# Source text
Start of Block

Na'Toth's victim is identified as Gyla Lobos, a free trader traveling from Minbari space to Earth. Sinclair asks Garibaldi if Na'Toth gave any reason for attacking Gyla. Garibaldi shakes his head and said she was pretty worked up. All he could get out of her was "Deathwalker." This gives Sinclair pause and it is clear that the term means something significant to both him and Garibaldi.
They go to question Na'Toth about the attack. She claims it is Chon-Kar, a blood oath. The Dilgar attacked the planet where her grandfather's family lived and Deathwalker experimented on them. All of her grandfather's family died due to the experiments, except for her grandfather. He managed to escape back to Narn, but not unscathed. Deathwalker put a machine in his head, Na'Toth claims, and it killed him slowly. At his death her family took the Chon-Kar, or blood oath, to enact vengeance for the deaths.

End of Block

# Records shown
Start of Block

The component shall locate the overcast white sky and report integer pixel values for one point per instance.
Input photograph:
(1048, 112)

End of Block
Start of Block

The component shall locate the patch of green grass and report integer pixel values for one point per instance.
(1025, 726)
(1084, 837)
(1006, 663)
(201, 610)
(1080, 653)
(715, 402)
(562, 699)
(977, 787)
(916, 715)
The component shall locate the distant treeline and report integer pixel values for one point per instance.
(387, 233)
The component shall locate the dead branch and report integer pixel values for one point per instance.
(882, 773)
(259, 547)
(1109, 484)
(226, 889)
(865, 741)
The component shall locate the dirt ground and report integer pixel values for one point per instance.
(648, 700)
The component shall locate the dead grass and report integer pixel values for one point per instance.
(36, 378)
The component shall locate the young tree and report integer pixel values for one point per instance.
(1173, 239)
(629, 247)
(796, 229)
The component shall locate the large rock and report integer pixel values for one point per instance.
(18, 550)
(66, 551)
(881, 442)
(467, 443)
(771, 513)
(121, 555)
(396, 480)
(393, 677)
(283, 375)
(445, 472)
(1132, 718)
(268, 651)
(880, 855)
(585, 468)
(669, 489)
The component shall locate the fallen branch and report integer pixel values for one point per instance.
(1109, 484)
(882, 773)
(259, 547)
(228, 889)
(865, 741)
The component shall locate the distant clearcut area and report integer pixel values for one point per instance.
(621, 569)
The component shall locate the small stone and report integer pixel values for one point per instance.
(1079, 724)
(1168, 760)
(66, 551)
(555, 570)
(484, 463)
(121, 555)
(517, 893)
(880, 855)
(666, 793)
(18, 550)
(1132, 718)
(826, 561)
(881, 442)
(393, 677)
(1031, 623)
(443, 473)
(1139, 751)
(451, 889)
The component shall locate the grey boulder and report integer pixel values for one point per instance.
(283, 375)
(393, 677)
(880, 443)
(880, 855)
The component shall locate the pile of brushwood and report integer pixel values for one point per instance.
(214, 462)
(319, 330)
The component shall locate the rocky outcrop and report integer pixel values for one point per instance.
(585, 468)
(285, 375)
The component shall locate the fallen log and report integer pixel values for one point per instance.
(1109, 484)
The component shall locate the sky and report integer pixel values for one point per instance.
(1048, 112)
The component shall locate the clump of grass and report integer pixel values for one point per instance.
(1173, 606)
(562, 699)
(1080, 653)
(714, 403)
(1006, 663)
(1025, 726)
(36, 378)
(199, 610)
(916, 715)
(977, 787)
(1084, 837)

End of Block

# What you will do
1. Answer these questions from the passage about Na'Toth's attack:
(a) Where was Gyla Lobos traveling from, and where was she headed?
(b) What is the Narn word for the blood oath Na'Toth's family took?
(c) Which member of her grandfather's family survived and got back to Narn?
2. Reproduce word for word the section of the passage about Na'Toth's attack that begins with the words containing "Na'Toth's victim is" and ends with "him and Garibaldi.".
The material comes from a separate source.

# Answers to the exercise
1.
(a) She was traveling from Minbari space to Earth.
(b) Chon-Kar.
(c) Her grandfather.

2.
Na'Toth's victim is identified as Gyla Lobos, a free trader traveling from Minbari space to Earth. Sinclair asks Garibaldi if Na'Toth gave any reason for attacking Gyla. Garibaldi shakes his head and said she was pretty worked up. All he could get out of her was "Deathwalker." This gives Sinclair pause and it is clear that the term means something significant to both him and Garibaldi.